Алесь Розна трагически погиб лютой зимой 1942 года. С воспалением легких он упрямо шёл в лес, обессиленный, валился на сучья на снегу, пока не потерял сознание. Это было умышленное самоубийство. Он погиб потому, что нас разлучили. Я уберёг бы его для жизни и литературы. А тем временем в оккупированном Минске немцы убили в гетто его мать, сестру и двух братьев. Я и теперь тоскую по Алесю как по самому дорогому и родному человеку.
В то жаркое лето, немного воспрянув после тюремного заточения и голода, мы еще надеялись на пересмотр наших придуманных дел, в свободные минуты писали жалобы добрейшему всесоюзному старосте Михаилу Ивановичу Калинину и Молотову, наивно веря в торжество справедливости. Глупцы! Мы не представляли, что они не могли вызволить из лагерей своих жен, что председатель Совнаркома подписывал длиннющие списки своих бывших сподвижников и друзей, приговоренных к смерти.

## ЗАДАНИЯ
1. Ответьте по отрывку на три вопроса:
(a) Когда погиб Алесь Розна?
(b) Кого немцы убили в гетто в оккупированном Минске?
(c) Кому в свободные минуты писали жалобы?
2. Переведите на английский язык предложение из отрывка: «Я и теперь тоскую по Алесю как по самому дорогому и родному человеку».
3. Допишите следующую часть отрывка о гибели Алеся Розны и лагерных годах, продолжив его после последнего предложения.
Следующие далее записи представляют собой отдельный материал.

## ПРЕДОСТАВЛЕННЫЕ ЗАПИСИ
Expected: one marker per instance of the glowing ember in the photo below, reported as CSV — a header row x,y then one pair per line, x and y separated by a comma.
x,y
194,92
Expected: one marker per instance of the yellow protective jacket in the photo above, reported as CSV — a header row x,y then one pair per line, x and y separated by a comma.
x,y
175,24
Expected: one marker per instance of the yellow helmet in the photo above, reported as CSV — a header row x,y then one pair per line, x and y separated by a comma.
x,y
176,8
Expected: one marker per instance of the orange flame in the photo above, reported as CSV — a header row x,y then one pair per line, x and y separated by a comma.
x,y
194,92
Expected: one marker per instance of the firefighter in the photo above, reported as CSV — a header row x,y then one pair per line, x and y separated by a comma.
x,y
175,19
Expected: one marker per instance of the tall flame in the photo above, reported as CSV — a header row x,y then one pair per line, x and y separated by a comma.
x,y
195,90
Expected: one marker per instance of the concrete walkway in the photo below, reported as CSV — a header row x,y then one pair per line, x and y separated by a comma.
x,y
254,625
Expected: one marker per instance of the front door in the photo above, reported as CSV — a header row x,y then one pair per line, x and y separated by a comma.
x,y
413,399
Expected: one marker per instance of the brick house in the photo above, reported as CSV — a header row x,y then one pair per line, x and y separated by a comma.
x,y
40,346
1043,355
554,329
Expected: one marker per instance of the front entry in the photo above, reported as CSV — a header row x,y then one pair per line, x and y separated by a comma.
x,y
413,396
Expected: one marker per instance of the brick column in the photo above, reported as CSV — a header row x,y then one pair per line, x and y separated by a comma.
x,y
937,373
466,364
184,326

## ОТВЕТЫ
1.
(a) Лютой зимой 1942 года.
(b) Мать, сестру и двух братьев Алеся Розны.
(c) Михаилу Ивановичу Калинину и Молотову.

2. Even now I still long for Ales as for the dearest person, the one closest to me.

3.
Розна среди нас был самым большим оптимистом. Он логично доказывал абсурдность всех обвинений, говорил, что стоит только внимательным и непредвзятым людям полистать наши «дела», как они увидят фантастическую бессмыслицу малограмотных протоколов. Сам он на допросах «раскололся» и назвал завербованными им Помяловского, Лескова, Полежаева. Следователь обрадовался, доложил начальству, а потом избил Алеся в черное яблоко. Мы жили в то лето надеждами, а наши жалобы весело горели в печах управления Унжлага.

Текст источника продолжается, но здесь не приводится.